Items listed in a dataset
━━━━━━

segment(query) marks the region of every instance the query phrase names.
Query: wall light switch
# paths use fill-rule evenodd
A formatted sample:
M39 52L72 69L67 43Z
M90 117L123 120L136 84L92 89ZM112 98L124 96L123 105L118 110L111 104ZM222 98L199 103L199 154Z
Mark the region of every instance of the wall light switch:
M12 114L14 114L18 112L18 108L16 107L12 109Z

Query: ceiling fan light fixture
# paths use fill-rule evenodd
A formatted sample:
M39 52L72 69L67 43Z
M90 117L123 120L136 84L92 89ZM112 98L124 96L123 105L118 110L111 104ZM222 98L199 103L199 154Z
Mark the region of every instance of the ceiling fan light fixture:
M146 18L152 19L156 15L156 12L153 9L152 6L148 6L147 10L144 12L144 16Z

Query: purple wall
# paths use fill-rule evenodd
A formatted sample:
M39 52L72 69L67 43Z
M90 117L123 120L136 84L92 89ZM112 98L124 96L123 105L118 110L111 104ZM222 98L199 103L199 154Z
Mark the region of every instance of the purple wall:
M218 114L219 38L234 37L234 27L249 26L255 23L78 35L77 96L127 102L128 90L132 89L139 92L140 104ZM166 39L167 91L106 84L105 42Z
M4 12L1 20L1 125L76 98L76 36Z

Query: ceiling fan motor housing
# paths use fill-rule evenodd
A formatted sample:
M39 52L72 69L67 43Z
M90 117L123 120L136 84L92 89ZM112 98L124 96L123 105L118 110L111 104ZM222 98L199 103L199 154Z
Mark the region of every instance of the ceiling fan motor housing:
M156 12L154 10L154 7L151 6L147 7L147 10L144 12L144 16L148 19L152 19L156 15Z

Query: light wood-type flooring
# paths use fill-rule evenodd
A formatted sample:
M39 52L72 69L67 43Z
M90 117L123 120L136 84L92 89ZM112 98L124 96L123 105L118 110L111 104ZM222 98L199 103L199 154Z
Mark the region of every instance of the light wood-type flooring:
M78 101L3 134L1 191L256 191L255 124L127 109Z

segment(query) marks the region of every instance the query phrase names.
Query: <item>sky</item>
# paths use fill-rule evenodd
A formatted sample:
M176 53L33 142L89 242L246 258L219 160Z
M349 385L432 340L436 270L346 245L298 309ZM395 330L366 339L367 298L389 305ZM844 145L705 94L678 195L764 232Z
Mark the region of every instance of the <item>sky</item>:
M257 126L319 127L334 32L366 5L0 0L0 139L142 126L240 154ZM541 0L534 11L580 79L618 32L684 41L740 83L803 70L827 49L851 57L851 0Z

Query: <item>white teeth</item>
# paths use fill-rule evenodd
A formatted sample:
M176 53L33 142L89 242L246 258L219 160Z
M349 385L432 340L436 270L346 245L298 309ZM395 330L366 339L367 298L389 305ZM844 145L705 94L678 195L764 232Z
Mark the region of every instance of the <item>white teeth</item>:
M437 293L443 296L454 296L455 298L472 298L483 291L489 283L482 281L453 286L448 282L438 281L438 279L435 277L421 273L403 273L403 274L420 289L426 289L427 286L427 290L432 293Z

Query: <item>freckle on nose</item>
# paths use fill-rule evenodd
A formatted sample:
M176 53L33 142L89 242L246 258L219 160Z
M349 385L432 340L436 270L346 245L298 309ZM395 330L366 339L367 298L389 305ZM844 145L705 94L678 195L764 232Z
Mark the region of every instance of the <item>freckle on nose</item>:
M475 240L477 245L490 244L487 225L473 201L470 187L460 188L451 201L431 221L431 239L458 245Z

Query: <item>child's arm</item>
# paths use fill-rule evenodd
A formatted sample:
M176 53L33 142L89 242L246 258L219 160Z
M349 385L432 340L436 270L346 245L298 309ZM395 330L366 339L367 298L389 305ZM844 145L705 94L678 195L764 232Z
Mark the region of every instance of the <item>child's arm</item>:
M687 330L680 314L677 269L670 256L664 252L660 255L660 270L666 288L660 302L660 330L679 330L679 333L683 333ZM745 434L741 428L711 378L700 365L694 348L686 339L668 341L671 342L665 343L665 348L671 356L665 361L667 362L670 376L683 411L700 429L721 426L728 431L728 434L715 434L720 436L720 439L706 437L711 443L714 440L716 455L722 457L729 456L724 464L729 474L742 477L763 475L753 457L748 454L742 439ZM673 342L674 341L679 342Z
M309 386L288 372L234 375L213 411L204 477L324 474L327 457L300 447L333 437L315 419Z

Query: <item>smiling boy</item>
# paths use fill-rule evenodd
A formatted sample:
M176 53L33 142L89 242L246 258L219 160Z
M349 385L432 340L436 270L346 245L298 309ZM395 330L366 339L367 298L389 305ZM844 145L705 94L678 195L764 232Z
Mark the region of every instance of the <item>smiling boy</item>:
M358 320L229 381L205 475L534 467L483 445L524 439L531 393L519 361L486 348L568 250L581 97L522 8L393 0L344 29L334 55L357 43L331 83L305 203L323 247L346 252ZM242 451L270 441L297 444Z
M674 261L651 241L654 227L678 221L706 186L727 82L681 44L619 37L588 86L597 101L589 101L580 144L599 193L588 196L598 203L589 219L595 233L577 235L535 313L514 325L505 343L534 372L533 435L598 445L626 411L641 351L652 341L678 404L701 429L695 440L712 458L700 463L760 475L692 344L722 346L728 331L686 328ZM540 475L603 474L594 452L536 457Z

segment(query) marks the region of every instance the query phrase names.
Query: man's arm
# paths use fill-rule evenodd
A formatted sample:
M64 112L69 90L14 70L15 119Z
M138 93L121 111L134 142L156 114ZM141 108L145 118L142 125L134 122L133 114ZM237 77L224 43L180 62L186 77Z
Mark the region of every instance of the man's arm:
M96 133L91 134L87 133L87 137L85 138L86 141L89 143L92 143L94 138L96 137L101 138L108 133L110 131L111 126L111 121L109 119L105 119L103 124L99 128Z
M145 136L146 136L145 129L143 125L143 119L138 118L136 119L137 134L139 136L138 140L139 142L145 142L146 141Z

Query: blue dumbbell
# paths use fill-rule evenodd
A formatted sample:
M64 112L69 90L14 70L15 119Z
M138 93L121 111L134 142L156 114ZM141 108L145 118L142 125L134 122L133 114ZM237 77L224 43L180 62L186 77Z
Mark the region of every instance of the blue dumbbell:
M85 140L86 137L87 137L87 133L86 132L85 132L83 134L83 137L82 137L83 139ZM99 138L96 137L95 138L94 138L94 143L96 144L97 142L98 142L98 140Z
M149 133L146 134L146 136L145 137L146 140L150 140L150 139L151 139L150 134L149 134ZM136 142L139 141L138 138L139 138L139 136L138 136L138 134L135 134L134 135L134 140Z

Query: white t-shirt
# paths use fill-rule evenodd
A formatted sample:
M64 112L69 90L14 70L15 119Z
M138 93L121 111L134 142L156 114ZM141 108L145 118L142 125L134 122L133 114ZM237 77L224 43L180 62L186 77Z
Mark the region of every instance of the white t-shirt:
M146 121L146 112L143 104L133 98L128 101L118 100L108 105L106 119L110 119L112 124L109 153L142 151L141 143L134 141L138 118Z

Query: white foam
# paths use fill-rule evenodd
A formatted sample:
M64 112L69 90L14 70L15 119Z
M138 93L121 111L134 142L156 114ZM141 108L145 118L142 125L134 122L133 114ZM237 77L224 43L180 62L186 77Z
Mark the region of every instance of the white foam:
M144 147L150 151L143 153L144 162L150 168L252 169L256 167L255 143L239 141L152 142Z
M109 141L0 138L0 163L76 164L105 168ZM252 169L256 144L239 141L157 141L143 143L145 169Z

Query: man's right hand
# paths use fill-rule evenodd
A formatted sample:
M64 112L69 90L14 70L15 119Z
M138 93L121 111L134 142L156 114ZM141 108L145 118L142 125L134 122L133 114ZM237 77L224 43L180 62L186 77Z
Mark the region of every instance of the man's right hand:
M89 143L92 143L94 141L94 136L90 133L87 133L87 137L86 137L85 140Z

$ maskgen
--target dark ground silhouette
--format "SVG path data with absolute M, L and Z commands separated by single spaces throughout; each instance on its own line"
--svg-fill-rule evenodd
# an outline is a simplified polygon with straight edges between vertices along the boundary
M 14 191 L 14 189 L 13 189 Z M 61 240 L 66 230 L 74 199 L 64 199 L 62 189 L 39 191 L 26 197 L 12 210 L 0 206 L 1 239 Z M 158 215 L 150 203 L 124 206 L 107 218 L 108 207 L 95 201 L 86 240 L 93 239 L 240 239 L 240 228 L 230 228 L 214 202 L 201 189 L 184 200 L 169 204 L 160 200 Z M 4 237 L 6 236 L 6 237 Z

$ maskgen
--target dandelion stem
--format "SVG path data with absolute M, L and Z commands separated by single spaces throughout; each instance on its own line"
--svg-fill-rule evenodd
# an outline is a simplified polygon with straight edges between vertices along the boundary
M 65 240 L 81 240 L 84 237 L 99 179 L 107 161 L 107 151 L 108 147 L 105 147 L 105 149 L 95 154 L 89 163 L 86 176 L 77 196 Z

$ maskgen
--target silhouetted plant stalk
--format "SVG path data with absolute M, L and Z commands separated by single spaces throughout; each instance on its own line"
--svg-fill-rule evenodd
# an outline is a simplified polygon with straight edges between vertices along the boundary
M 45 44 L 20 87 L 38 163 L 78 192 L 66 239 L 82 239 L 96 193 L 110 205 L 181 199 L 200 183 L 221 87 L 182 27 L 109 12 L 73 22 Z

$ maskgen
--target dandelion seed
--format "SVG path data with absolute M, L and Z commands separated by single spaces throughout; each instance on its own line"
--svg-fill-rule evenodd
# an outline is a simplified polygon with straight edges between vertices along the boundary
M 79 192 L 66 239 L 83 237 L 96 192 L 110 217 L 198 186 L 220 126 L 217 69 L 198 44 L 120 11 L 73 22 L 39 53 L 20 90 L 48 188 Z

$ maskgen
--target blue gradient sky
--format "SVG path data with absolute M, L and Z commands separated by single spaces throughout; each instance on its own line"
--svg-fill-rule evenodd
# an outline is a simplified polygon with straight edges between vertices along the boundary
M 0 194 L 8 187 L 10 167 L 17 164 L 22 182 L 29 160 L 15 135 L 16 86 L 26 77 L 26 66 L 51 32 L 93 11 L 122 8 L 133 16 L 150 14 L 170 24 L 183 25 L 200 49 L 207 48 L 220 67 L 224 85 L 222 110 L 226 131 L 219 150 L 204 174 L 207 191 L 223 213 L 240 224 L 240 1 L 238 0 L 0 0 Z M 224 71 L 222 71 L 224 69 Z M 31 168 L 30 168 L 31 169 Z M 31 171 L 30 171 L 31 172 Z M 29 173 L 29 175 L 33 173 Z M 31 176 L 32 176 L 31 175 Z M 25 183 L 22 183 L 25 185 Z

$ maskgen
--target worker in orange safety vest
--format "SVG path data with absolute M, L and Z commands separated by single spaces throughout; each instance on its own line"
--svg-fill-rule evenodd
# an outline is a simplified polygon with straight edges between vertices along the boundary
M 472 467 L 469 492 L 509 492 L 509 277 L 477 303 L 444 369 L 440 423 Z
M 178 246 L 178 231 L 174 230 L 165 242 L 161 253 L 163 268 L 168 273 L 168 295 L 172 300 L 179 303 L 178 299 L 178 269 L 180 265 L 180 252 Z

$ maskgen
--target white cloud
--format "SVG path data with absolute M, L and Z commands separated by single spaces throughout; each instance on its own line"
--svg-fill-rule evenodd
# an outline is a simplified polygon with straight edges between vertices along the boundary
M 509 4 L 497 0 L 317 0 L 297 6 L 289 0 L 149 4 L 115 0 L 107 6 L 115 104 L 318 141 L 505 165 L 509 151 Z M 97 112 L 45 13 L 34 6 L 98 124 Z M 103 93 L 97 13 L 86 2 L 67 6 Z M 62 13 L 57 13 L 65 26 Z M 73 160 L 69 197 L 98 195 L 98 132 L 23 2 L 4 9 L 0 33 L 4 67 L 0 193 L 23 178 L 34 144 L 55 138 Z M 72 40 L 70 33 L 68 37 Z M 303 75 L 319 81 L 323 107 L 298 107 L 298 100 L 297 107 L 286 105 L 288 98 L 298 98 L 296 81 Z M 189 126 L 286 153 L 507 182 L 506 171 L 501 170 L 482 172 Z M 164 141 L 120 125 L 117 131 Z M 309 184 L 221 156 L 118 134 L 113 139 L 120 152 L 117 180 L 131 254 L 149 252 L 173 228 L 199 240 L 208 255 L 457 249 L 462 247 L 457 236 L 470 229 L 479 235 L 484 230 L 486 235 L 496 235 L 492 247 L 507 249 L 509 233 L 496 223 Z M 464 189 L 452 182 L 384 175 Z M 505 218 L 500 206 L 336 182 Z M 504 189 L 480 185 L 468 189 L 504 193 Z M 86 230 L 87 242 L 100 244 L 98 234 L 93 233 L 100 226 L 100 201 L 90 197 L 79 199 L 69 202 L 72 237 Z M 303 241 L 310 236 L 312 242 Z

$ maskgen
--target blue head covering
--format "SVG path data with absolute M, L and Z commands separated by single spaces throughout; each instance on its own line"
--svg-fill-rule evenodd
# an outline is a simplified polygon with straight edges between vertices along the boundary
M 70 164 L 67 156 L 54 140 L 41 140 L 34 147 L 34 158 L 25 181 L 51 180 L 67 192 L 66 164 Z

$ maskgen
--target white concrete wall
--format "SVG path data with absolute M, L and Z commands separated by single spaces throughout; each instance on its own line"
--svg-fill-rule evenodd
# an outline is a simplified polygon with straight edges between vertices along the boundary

━━━━━━

> _What to work on_
Copy out the records word for word, everything from the line with "Query: <item>smiling boy</item>" down to the line with "Mark the region of every instance of the <item>smiling", both ends included.

> _Written solution_
Query: <item>smiling boy</item>
# paths use fill-rule evenodd
A formatted sample:
M176 53L33 142L89 242L246 258L219 160Z
M349 385L432 340L436 270L346 245L298 309ZM395 330L366 339L367 298L389 305ZM844 145L705 94L678 195L764 232Z
Mark the region of every instance of the <item>smiling boy</item>:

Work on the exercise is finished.